◆ Work instruction: Review the material and extract every line in which the word "roof" occurs.
══ Exercise material ══
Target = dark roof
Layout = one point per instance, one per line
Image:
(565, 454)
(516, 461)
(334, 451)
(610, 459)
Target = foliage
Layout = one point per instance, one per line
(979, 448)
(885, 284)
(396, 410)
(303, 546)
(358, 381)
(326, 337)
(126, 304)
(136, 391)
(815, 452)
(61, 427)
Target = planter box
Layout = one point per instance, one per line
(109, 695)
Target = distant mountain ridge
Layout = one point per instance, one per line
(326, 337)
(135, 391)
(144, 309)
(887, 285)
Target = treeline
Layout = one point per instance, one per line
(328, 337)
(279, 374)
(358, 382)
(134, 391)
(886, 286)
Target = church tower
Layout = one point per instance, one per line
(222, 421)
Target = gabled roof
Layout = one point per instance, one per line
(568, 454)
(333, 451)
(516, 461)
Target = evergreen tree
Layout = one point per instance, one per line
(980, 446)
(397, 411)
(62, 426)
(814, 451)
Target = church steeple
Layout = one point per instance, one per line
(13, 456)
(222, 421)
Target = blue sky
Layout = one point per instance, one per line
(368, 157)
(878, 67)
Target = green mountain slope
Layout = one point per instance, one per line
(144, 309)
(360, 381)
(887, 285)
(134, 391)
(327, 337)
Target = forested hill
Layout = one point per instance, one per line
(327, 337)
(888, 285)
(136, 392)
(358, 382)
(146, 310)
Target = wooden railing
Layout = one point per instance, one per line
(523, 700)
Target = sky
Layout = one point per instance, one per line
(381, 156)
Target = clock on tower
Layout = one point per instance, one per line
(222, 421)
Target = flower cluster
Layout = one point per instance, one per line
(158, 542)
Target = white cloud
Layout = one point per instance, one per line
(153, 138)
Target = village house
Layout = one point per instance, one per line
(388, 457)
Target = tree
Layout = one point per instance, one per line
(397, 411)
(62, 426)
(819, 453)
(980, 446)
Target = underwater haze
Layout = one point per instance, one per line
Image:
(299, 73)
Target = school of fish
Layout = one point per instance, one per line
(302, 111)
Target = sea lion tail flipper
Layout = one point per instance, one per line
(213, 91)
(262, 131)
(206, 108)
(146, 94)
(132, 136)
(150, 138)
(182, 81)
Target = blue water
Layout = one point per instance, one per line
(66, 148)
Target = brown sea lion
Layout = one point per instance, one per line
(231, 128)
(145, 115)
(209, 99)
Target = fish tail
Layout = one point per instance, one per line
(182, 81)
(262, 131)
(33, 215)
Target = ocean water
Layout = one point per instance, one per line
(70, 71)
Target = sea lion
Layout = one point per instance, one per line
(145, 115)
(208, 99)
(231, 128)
═══
══ Exercise material ══
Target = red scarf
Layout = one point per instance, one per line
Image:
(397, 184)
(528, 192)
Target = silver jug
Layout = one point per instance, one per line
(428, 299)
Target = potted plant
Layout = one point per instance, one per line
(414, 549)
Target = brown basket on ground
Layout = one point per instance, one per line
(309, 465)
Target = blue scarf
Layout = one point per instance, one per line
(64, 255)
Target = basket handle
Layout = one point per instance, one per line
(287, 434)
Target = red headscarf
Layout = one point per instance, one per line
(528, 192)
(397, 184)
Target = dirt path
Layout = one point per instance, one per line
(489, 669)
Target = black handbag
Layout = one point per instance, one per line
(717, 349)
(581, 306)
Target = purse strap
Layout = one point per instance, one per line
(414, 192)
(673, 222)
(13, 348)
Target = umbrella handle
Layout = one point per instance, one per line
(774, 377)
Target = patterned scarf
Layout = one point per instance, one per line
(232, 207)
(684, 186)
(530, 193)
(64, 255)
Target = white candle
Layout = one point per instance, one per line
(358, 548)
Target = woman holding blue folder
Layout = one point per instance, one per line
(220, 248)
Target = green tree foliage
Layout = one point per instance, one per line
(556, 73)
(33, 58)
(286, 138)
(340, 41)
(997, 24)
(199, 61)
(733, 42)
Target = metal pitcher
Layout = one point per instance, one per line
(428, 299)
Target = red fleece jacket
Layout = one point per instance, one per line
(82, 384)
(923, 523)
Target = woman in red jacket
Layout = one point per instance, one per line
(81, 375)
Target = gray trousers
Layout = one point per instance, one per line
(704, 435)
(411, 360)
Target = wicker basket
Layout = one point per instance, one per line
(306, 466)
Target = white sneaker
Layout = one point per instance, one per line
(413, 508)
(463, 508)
═══
◆ Task answer:
Target = dark roof
Target = gabled roof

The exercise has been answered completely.